_Passage to read_.
Low-Level LMDB API¶
Overview¶
The zlmdb low-level LMDB API (zlmdb.lmdb) provides direct access to LMDB’s core functionality with full control over transactions, cursors, and database operations.
This API is:
py-lmdb compatible: Drop-in replacement for the popular py-lmdb package
Full-featured: Complete access to LMDB capabilities
High-performance: Minimal overhead, maximum speed
Expert-friendly: For users who know LMDB and want fine-grained control
import zlmdb.lmdb as lmdb
env = lmdb.open('/tmp/mydb', max_dbs=10)
db = env.open_db(b'users')
with env.begin(write=True) as txn:
txn.put(b'alice', b'alice@example.com', db=db)

_Data supplied_.
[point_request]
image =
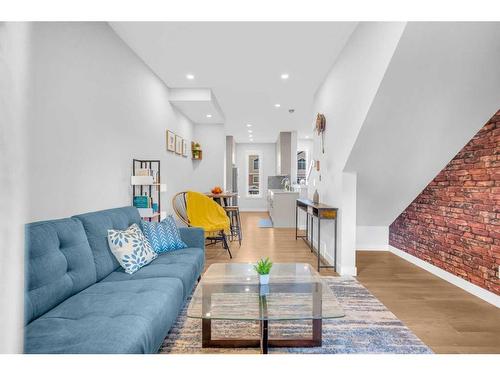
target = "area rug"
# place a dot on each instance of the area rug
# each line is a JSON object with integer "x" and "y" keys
{"x": 265, "y": 223}
{"x": 368, "y": 327}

_Task to complete_.
In the low-level LMDB API overview, which package is the API a drop-in replacement for?

_Response to the task_.
The py-lmdb package.